** SOURCE MATERIAL follows **

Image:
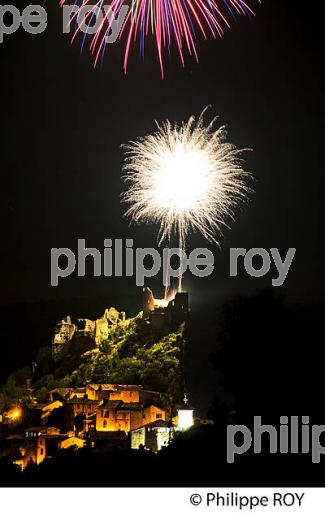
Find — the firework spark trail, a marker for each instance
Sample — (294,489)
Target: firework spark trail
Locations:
(178,21)
(184,178)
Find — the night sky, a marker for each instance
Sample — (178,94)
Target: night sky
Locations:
(63,123)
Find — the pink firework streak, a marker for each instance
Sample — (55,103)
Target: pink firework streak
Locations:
(170,21)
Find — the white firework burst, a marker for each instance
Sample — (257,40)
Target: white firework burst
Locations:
(184,177)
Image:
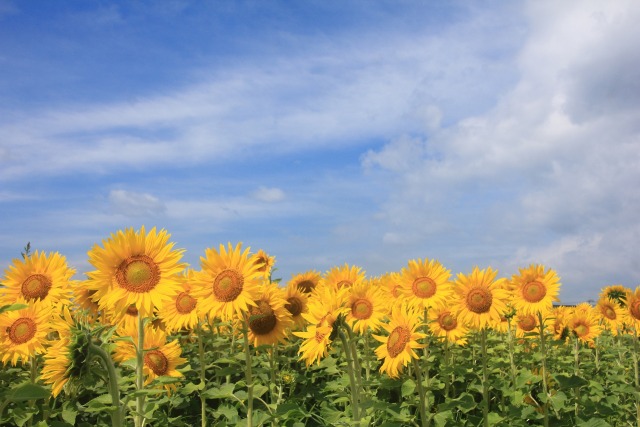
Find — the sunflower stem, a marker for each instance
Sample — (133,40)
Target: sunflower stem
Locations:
(114,390)
(248,372)
(355,404)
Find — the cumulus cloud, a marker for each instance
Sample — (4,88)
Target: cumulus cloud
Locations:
(133,204)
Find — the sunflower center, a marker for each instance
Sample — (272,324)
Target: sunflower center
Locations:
(262,319)
(398,340)
(36,286)
(527,323)
(306,286)
(22,330)
(362,309)
(479,300)
(228,285)
(447,321)
(294,305)
(534,291)
(138,273)
(424,287)
(185,303)
(157,361)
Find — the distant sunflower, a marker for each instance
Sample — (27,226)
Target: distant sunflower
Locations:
(161,358)
(344,276)
(444,324)
(397,348)
(534,289)
(23,333)
(228,283)
(306,281)
(180,311)
(39,277)
(269,319)
(296,304)
(482,300)
(367,306)
(134,268)
(425,283)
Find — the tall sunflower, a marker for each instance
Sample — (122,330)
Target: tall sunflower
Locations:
(534,289)
(134,268)
(228,283)
(39,277)
(398,347)
(425,283)
(482,300)
(23,332)
(367,306)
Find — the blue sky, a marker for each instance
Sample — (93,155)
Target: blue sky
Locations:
(327,132)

** End of SOURCE MATERIAL **

Retype the records in full, exactly as given, and omit the pictures.

• [ANSWER BOX]:
Image:
Find — the firework spark trail, a marker for each instance
Sample — (294,489)
Target: firework spark trail
Locations:
(178,21)
(184,178)
Find — the night sky, a marker for each instance
Sample — (178,94)
Target: night sky
Locations:
(63,123)
Find — the pink firework streak, a marker for each instance
Sample — (55,103)
Target: pink firework streak
Locations:
(170,21)
Find — the white firework burst, a marker for each instance
Sample — (257,40)
Target: white firework burst
Locations:
(184,177)
Image:
Find — the sunflower stem, a marker for each instance
Sample — (133,40)
Target: sunflower stem
Locations:
(114,390)
(248,372)
(355,404)
Find — the cumulus cloud, a marker for each instance
Sample — (4,88)
Target: cumulus cloud
Locations:
(133,204)
Find — the sunflower center, a marker for each instance
Sample — (272,324)
Target: sunflower center
Locations:
(262,319)
(398,340)
(36,286)
(527,323)
(306,286)
(22,330)
(362,309)
(479,300)
(228,285)
(447,321)
(294,305)
(534,291)
(138,273)
(424,287)
(185,303)
(157,361)
Find — the distant sunflower, a marker for each instance
Sample — (27,226)
Target: distant sunflower
Locations:
(161,358)
(344,276)
(444,324)
(397,348)
(534,289)
(23,333)
(228,283)
(306,281)
(180,311)
(39,277)
(269,319)
(296,304)
(482,300)
(367,306)
(134,268)
(425,283)
Find — the tall sunflower, a marker for each instance
Sample — (122,330)
Target: tall sunflower
Locations:
(534,289)
(134,268)
(228,283)
(39,277)
(398,347)
(425,283)
(482,300)
(23,332)
(367,306)
Find — the blue sky, a marker for each instance
Sample — (93,155)
Target: blue sky
Locations:
(327,132)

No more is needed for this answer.